--- Passage ---

Pursuant to the Texas Workers' Compensation Act, TEX. LAB. CODE ANN. § 401.001 et seq. (1989 Act), a contested case hearing was held in (city), Texas, on January 12, 1994, (hearing officer) presiding as hearing officer. She determined that the appellant (claimant) did not establish that she suffered an injury in the course and scope of her employment, that she did not give timely notice of the alleged injury and did not establish good cause for failing to give timely notice, and that she did not suffer disability from a compensable injury. Claimant appeals urging that there was sufficient evidence presented to establish an injury in the course and scope of her employment, that timely notification was made and that she suffered disability. The respondent (carrier) urges that there is sufficient evidence to support the decision of the hearing officer and asks that it be affirmed.
Finding the evidence sufficient to support the findings and conclusions of the hearing officer, the decision and order are affirmed.
The decision and order of the hearing officer set forth the pertinent evidence adequately and fairly. Accordingly, we adopt the statement of evidence for purposes of this review. Very briefly, the claimant asserts that she sustained a back injury on (date of injury), performing her normal duties with her employer, (employer). Her duties included waiting on customers, assembling and bagging clothing and lifting clothing up to amounts of 25 pounds. She testified that later in the day of (date of injury), she experienced pain in her back and that she told her employer about it. She was approximately 9 weeks pregnant at the time and she claims she started spotting that evening. She was treated in an emergency room and hospitalized for several days for bleeding and threatened miscarriage and did not return to work although her gynecologist, (Dr. L), indicated that she could return to work with a restriction of no heavy lifting. In a May 4, 1993, note, Dr. L indicated his opinion that it was "highly probable" that the injury the claimant sustained at work lifting clothing led to her vaginal bleeding, threatened miscarriage, and lower back pain. Claimant testified that she told her employer of her injury on the (date of injury) and again in a phone conversation on November 28th and on December 17th, when she brought in a note from Dr. L dated December 4, 1992.

---

== Exercise prompt ==
According to the workers' compensation decision, on what date was the contested case hearing held?

--- Provided records ---

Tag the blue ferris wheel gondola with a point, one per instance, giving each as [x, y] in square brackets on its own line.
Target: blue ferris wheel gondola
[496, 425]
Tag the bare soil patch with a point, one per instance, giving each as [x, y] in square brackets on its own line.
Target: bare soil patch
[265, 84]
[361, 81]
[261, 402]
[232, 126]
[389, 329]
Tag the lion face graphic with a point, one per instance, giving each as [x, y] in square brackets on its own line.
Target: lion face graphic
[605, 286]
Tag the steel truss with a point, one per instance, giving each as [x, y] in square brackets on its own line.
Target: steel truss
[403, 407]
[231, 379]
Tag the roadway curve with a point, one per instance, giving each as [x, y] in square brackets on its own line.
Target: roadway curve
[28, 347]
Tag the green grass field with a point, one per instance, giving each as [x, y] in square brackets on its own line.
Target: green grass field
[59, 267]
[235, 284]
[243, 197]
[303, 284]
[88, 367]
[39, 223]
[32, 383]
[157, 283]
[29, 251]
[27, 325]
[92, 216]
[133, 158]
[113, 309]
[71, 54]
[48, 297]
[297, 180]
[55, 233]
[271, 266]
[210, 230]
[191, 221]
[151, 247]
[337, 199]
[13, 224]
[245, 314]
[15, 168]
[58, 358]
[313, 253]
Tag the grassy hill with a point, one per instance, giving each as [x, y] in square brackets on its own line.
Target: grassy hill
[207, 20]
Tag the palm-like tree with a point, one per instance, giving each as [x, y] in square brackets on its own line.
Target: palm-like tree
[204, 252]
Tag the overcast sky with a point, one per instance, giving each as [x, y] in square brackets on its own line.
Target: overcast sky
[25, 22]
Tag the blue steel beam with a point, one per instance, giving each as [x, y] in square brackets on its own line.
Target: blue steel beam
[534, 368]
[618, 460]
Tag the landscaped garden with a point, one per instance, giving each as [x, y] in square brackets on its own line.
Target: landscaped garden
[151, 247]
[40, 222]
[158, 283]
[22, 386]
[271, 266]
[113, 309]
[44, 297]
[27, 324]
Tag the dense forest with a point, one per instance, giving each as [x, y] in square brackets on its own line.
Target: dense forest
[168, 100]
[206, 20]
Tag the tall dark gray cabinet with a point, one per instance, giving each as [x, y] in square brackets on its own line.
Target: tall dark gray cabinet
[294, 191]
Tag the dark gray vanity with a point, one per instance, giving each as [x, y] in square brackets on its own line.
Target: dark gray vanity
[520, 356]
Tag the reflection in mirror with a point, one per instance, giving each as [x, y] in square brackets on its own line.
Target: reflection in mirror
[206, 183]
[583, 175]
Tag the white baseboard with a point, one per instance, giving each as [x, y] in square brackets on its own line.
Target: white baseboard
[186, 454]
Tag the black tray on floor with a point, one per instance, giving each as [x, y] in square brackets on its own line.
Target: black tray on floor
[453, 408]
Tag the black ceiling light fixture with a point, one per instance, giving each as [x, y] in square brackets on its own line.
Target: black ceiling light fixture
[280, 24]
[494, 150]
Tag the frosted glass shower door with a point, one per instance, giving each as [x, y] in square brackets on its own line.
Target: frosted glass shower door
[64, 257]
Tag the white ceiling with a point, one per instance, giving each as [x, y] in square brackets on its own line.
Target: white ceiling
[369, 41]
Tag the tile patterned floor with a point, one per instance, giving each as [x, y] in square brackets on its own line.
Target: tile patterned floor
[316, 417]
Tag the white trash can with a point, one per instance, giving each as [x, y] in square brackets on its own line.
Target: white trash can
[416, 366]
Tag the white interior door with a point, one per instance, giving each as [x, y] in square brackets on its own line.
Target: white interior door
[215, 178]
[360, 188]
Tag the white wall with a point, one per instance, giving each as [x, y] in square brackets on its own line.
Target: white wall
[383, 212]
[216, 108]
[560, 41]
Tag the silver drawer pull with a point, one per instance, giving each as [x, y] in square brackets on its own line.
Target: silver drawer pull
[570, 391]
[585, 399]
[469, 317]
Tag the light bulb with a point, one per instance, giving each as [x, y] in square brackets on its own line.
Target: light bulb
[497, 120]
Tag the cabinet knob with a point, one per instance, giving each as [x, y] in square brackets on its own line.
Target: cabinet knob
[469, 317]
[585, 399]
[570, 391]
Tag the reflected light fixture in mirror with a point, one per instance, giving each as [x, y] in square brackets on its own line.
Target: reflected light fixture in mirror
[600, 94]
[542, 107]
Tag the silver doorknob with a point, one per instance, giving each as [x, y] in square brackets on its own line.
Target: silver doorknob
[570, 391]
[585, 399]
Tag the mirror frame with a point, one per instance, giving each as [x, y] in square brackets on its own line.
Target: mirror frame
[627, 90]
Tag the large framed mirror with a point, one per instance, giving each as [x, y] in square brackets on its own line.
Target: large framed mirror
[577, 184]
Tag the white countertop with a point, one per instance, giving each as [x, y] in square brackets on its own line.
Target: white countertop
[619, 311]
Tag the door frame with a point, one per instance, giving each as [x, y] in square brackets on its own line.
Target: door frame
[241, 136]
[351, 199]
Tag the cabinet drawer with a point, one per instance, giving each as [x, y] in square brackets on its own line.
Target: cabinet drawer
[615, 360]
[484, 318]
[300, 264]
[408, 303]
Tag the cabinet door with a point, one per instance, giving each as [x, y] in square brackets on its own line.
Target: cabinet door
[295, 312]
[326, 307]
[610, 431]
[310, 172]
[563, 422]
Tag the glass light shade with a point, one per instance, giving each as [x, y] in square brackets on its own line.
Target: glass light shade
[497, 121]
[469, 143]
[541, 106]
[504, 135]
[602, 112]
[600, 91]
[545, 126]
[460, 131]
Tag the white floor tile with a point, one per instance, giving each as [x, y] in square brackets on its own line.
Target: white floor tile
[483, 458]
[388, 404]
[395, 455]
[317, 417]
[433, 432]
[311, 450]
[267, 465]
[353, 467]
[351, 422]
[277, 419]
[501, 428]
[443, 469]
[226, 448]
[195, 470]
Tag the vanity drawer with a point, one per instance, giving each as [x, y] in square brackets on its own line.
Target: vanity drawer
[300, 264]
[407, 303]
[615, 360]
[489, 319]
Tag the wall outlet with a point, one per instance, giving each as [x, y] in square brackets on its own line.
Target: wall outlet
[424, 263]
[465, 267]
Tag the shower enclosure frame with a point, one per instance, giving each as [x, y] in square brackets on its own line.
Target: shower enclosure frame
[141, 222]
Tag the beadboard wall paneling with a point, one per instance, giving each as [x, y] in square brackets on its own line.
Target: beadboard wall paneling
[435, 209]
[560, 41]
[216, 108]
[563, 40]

---

== Response to this exercise ==
January 12, 1994